**REQUIRED WORK**
Each line that includes "head" must be copied from the records.
### RECORDS FOR PROCESSING
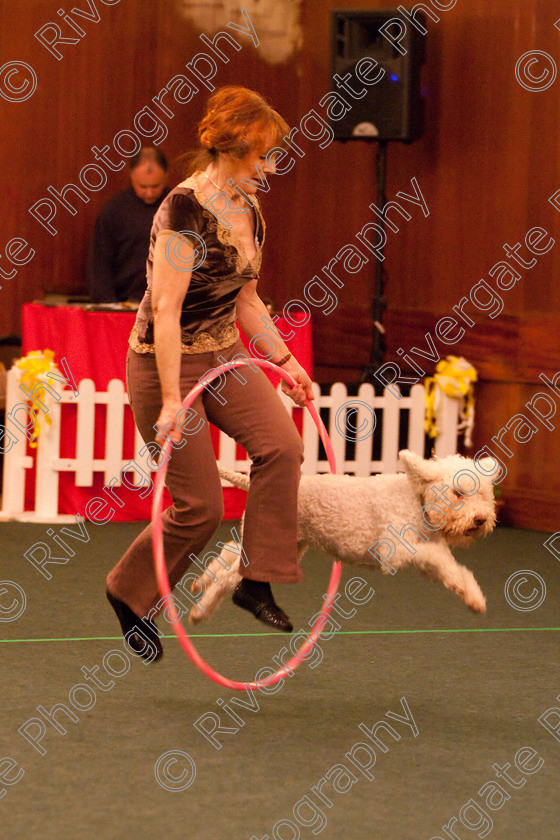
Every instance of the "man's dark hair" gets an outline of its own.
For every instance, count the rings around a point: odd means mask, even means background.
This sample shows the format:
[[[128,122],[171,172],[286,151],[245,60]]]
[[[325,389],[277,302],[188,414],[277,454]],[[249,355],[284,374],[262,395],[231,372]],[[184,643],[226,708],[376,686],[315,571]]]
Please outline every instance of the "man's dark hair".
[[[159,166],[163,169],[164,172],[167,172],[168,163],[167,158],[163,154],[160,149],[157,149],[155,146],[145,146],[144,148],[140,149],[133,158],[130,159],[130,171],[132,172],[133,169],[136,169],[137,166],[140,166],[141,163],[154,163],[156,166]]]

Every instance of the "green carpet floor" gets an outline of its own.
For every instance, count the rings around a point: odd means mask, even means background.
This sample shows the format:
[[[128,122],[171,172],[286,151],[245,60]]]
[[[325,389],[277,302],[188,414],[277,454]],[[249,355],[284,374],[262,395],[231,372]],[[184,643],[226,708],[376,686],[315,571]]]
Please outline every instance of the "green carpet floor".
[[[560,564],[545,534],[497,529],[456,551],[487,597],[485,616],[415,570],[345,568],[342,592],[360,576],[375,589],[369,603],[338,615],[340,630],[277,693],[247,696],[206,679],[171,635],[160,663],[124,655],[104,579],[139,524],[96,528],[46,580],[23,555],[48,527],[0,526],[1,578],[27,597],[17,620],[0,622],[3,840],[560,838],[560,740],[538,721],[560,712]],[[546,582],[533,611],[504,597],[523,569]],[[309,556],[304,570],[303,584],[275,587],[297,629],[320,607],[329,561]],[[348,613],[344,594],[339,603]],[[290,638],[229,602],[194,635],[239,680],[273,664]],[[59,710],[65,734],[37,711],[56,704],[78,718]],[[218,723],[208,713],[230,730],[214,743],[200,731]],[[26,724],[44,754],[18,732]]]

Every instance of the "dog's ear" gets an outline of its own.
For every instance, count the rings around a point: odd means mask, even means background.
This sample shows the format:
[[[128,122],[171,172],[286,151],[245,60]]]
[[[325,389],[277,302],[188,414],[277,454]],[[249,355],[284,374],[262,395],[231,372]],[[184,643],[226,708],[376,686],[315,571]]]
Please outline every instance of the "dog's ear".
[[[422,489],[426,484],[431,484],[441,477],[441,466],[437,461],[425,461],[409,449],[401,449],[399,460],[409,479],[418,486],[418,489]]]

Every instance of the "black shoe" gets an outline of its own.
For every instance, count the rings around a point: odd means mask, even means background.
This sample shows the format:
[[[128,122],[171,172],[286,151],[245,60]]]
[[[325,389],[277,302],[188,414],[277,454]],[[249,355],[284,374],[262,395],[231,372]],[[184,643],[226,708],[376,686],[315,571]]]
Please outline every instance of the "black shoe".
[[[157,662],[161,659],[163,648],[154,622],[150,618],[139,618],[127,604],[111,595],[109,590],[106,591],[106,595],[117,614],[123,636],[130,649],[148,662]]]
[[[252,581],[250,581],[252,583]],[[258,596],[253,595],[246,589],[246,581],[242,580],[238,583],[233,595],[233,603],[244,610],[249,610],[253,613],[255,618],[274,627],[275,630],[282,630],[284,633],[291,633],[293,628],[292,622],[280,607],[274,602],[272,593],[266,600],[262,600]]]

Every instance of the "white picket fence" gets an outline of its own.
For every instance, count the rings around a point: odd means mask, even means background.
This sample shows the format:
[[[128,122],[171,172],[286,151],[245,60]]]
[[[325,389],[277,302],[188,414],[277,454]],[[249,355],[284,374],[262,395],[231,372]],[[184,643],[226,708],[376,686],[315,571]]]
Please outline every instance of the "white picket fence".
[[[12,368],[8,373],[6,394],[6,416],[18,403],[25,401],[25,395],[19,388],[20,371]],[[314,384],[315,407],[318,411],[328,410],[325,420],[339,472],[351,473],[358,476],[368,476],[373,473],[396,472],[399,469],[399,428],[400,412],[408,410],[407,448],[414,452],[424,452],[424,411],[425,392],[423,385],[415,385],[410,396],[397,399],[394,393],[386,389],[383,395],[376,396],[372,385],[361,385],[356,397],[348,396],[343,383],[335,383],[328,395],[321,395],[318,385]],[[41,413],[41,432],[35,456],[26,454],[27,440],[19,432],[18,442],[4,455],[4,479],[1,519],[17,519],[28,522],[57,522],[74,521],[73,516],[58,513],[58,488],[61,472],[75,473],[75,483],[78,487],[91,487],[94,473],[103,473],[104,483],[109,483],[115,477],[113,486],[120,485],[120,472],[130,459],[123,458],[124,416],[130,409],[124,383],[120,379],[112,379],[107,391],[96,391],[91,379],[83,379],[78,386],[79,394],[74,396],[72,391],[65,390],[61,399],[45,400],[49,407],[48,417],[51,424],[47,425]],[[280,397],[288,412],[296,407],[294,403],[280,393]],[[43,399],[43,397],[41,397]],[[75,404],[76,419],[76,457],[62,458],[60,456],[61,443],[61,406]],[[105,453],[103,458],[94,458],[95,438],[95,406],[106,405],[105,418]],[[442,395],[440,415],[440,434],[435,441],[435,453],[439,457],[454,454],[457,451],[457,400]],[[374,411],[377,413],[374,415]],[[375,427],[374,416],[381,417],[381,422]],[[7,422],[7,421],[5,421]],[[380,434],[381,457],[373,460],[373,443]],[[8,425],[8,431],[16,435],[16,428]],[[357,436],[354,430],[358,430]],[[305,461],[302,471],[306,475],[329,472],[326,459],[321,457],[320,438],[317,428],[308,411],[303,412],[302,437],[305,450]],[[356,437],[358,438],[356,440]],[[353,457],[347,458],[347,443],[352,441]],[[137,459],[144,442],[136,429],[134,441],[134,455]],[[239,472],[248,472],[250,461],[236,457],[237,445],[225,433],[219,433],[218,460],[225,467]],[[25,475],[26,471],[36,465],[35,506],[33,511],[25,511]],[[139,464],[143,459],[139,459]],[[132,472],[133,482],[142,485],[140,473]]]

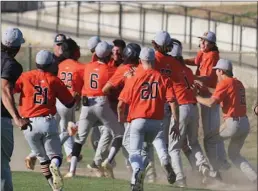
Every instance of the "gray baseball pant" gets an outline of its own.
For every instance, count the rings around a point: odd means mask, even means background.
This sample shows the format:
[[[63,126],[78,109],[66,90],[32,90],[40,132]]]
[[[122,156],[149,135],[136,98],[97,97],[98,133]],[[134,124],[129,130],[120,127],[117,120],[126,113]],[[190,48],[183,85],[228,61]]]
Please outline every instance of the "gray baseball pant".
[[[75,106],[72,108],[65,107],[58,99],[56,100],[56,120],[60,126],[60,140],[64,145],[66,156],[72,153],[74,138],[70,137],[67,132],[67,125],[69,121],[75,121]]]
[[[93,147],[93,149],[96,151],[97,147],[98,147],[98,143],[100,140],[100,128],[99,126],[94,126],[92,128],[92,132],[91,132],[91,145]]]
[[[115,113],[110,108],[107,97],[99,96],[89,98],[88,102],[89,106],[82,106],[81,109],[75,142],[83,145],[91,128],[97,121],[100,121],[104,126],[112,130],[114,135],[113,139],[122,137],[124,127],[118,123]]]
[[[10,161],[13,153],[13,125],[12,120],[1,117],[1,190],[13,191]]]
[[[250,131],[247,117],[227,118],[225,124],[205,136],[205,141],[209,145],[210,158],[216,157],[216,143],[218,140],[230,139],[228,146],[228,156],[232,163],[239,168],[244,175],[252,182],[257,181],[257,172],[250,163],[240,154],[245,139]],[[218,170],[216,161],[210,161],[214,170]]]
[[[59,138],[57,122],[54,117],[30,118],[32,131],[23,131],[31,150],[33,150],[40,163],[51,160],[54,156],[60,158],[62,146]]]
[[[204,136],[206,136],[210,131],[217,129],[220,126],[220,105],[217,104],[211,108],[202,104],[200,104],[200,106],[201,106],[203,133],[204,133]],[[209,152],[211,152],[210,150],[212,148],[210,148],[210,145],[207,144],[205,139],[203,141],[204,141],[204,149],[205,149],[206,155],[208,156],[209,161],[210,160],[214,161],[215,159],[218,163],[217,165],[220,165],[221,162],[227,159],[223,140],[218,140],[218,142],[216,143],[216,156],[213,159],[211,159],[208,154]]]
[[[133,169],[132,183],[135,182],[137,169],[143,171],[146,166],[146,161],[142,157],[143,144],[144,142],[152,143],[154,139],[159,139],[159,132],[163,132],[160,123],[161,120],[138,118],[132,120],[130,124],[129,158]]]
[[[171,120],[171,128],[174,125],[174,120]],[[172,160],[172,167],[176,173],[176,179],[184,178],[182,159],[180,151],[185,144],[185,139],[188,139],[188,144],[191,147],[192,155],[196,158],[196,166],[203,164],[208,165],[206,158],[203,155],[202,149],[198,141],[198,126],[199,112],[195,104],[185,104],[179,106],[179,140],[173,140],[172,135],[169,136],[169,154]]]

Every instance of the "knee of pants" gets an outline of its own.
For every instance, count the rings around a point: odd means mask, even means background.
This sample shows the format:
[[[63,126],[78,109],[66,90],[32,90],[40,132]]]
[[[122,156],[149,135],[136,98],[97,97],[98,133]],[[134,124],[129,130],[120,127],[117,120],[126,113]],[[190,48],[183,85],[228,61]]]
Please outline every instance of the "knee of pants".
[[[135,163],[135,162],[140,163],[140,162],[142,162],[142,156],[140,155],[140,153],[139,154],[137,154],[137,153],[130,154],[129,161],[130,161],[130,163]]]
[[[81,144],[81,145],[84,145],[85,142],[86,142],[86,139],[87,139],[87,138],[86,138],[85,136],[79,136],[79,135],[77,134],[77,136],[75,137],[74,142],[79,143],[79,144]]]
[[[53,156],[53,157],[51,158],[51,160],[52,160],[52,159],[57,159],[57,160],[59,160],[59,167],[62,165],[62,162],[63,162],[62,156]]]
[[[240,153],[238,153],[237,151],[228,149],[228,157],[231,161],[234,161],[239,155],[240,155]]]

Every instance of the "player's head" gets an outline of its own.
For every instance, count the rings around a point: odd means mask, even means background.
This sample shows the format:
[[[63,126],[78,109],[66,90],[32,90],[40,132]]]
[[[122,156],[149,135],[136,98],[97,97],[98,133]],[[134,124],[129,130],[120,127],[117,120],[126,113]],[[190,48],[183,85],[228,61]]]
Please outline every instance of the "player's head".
######
**THE COMPLETED TASK**
Every instance of the "player's head" gets an outline of its own.
Please outline every instance of the "player's head".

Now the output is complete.